***** 本文
TOMO
in the
Bathroom
・4月15日
病気の猫ほどよく暴れるんだという。そうかも知れない。口の周りを触られると激しく抵抗する。
午前中、薬を飲ませるときにエプロンの上でうんちとおしっこをされてしまった。おしっこはジーンズにも染み込んでしまったから、その場で洗濯。他の猫にうつってはいけないし、とは言っても半ば気持ちの問題なんだが、他の洗濯物といっしょにしたくないので、手洗いをして屋上に干した。幸い快晴だから2、3時間で乾くだろう。しかし毎日こんなことやってるわけにはいかない。もっと乾きやすいジャージかなんかの安物を買ってこようか?
口の消毒。今度は、一工夫して、病院の先生に教えていただいたように、洗濯ネットを使ってみた。病院でも、よく暴れる猫は洗濯ネットに入れたまま注射や点滴をするらしい。手足を押さえることもできるし、猫自身も袋の中にいると何かしら安心感があるらしい。
威力絶大だった。首だけ出して口を開けさせてみても、それほど暴れない。
舌の中央部の真っ赤にただれた部分めがけて、イソジンを染ませたコットンパフを綿棒の先に巻きつけてできるだけ、そっと、当てる。あたった瞬間ものすごくしみるのだろう。手足を激しく動かすけど、洗濯ネットのおかげで負傷は免れた。
今回も口を無理やりこじ開けたとたん、興奮して勢いよく放尿し始めたけど、見事に排水口の上だった。

三日目にしてやっとなんとか、やっていけそうな気がしてきた。トンネルの向こうに明かりが見えた気がした。
ともちゃんは今屋上。ごはんを食べて日光にあたって、少し機嫌を直してくれただろうか?

・4月16日
昨日屋上に出したときから少し元気がなかった。よだれだけでなく鼻水も出ている模様。病院に連れて行く。
熱40度。風邪かカリシウイルスの鼻炎の再発か。点滴、抗性剤注射。
**********
***** 提供データ
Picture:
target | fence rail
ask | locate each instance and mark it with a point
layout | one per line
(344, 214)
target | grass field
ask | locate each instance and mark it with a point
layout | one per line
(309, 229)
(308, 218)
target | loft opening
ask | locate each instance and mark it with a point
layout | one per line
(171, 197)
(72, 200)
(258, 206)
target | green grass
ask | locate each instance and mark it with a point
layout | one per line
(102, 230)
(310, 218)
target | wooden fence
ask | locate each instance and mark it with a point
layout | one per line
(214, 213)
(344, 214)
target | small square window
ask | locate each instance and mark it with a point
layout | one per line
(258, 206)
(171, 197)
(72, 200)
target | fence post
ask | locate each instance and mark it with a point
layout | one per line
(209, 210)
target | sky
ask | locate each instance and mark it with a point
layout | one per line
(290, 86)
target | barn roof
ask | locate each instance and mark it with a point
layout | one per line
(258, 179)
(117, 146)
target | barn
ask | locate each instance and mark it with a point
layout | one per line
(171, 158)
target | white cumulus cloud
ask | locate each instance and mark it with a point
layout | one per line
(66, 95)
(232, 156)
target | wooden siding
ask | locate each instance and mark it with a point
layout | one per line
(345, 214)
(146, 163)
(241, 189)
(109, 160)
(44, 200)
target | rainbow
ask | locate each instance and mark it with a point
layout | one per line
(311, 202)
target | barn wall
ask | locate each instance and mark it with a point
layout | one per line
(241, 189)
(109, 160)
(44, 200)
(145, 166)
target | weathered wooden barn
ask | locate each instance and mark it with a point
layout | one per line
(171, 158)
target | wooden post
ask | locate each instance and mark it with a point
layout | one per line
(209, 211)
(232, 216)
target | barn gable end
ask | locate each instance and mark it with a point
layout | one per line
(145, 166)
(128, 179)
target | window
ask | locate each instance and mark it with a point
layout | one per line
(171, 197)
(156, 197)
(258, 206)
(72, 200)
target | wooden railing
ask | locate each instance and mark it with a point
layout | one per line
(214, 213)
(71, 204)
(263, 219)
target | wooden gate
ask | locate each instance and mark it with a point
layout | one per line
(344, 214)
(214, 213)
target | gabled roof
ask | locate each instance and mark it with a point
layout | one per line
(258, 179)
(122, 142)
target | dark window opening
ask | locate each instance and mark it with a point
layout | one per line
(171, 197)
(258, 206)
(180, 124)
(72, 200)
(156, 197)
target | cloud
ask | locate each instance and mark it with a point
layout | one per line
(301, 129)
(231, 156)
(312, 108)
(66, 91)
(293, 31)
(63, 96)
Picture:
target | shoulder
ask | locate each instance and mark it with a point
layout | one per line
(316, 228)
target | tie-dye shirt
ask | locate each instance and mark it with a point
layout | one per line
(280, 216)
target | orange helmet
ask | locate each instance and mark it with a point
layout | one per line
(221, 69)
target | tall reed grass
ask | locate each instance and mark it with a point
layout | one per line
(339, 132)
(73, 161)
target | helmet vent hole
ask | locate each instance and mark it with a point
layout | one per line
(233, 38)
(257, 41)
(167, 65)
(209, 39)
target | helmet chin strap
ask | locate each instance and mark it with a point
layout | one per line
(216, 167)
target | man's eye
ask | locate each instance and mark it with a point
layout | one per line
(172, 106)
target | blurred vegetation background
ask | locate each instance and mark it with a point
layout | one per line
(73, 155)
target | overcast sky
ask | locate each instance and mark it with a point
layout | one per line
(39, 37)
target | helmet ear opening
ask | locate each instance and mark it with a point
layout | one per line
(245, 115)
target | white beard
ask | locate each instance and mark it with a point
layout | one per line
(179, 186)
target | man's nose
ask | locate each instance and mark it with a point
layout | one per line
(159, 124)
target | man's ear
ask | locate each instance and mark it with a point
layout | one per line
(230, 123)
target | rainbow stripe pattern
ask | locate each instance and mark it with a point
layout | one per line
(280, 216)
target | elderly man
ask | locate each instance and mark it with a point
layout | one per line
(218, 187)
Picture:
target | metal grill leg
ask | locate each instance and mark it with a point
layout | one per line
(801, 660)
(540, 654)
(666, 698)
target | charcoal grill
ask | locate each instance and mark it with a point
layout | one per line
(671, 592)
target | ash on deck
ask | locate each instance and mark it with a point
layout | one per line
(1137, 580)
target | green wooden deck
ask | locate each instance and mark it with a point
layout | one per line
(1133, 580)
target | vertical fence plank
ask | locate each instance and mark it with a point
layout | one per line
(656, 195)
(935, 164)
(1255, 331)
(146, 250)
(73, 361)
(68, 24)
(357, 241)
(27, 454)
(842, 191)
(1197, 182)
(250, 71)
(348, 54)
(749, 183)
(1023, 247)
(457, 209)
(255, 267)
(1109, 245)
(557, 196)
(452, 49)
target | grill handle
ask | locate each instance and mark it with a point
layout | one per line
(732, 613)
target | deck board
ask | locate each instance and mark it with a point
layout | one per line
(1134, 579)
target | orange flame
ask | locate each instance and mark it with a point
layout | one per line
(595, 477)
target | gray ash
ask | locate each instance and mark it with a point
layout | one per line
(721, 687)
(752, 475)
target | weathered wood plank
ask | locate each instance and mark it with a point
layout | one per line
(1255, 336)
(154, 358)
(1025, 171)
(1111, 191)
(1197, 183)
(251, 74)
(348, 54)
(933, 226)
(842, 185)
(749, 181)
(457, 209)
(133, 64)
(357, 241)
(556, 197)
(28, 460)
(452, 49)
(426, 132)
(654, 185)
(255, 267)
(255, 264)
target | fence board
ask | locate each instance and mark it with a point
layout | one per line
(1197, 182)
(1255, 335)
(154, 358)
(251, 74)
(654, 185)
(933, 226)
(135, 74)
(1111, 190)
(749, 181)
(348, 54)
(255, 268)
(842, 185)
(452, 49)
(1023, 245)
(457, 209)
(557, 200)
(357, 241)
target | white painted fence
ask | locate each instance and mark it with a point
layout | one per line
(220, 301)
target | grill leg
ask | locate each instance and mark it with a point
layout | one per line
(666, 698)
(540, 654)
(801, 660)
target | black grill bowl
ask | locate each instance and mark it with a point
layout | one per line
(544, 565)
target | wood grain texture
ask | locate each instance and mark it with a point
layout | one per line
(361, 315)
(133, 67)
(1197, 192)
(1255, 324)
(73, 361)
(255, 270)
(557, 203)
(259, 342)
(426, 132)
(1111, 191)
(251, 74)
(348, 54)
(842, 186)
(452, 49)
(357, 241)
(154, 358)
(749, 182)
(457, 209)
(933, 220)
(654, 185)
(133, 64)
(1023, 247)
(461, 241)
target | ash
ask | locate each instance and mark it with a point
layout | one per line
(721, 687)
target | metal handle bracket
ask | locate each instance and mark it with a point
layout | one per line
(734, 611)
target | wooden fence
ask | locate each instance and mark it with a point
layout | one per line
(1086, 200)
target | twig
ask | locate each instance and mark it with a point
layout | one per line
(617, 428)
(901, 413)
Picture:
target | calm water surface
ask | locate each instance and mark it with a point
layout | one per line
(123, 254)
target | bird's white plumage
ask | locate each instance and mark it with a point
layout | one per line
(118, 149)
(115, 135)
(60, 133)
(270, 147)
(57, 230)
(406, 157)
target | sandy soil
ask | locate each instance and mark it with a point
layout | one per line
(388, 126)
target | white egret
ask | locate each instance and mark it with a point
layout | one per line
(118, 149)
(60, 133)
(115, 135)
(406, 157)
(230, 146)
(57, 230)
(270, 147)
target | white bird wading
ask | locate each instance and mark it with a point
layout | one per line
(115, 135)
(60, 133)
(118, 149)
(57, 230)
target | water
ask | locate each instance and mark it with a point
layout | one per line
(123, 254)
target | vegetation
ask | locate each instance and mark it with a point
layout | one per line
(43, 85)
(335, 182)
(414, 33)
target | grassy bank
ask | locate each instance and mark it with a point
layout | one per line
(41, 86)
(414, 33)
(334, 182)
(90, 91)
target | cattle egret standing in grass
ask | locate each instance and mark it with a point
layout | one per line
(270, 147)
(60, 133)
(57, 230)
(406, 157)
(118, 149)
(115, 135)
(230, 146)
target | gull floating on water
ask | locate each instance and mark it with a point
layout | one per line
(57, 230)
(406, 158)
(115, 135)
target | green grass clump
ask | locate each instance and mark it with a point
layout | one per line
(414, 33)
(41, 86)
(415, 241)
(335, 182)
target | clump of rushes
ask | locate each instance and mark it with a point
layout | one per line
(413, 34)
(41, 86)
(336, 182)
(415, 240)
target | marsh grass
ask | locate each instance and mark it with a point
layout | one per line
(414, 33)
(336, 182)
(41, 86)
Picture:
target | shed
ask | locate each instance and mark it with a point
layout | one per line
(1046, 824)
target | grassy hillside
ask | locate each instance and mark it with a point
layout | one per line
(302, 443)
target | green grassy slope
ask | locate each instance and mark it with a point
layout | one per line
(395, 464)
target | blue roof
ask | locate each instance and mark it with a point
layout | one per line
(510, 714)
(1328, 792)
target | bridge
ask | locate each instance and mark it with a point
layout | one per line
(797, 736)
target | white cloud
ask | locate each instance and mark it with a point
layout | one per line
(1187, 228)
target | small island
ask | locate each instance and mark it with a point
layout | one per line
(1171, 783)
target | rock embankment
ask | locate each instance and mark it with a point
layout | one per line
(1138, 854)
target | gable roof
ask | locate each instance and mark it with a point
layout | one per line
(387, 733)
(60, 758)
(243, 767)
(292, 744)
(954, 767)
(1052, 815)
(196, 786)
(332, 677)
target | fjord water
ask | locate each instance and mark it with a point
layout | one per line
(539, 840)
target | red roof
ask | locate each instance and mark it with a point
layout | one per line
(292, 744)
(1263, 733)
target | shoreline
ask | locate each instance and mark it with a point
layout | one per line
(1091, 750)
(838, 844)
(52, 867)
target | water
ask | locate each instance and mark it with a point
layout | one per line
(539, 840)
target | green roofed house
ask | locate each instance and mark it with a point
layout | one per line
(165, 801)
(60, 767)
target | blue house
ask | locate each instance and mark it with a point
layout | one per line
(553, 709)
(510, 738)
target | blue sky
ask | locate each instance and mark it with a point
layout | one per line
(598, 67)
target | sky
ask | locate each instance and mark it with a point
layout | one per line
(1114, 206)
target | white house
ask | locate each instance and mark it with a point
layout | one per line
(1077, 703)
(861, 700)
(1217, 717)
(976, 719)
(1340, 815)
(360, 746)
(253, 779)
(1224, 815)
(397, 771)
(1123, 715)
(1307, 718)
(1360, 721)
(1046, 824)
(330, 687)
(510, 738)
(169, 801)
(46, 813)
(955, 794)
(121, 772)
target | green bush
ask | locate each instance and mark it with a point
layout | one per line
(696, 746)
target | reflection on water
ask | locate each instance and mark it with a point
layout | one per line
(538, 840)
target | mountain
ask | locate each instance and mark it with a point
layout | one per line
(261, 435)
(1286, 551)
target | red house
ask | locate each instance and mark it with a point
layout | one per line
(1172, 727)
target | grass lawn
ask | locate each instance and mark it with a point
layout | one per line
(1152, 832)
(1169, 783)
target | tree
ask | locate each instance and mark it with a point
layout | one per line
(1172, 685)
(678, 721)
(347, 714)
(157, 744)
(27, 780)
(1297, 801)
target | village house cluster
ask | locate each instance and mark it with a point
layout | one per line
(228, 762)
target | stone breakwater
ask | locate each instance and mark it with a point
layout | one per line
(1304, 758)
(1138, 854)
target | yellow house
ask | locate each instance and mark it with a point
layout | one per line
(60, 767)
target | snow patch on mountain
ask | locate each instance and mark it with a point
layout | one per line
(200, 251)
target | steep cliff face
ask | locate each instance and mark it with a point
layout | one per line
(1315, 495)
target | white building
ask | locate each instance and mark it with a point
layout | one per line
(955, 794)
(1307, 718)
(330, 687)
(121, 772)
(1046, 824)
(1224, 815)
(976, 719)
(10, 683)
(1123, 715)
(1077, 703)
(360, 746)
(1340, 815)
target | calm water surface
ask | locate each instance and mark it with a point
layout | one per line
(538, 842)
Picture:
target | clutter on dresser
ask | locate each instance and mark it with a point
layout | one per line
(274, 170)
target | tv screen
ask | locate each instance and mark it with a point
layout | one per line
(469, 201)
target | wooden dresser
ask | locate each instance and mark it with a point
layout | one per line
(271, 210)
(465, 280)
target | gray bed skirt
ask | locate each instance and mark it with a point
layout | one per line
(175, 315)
**********
上にある病気の猫の看病日記を、最後の「点滴、抗性剤注射。」の後から書き続けてください。

インターフェロンを処方してもらった。これから一日二回眼と鼻に一滴ずつ滴下する。インターフェロンはウィルスに対する抗体の生成を促進するものだそうで、眼や鼻などウィルスの攻撃を最初に受ける粘膜に滴下しておくと、これを撃退するのに効果がある。
カリシウィルスの舌炎は通常二週間くらいで治るという。トモの場合は、エイズで免疫力が落ちているから治りがこんなに遅い。でも、カリシウイルスに感染して舌炎になった猫は、ものが食べられずに脱水で死ぬことが多いのだそうだが、トモはとにかく食欲があるのが救いと先生もおっしゃってた。
確かにこのこの食欲はすごい。舌の中央部が真っ赤に腫れ上がっているのに、実際に食べ物が当たった瞬間はものすごく痛いのだろう、ほとんどむせ返りながらも、なお口にほおばり、血の混じったよだれや鼻水を飛び散らしながらも、それでも、食べる。

・4月17日
今、トモの世話が終わったところ。洗濯も含めてたっぷり二時間ってとこかな?半失業状態で、昼間がほとんど毎日暇だからこそ出来るわざ。ありがたいことだ。
今日からインターフェロンというメニューが増えた。さいわいなことに、これはそれ程いやがらない。やはり先生のおっしゃるとおり、口の周りや喉など傷んでいるところを触られるのが嫌らしい。洗濯ネットの中で放尿、排便。それでも何とか薬は飲み込んでくれたし口の消毒もできたと思う。
僕の技術もトモちゃんの病状も少しでもよくなってるならいいんだけど。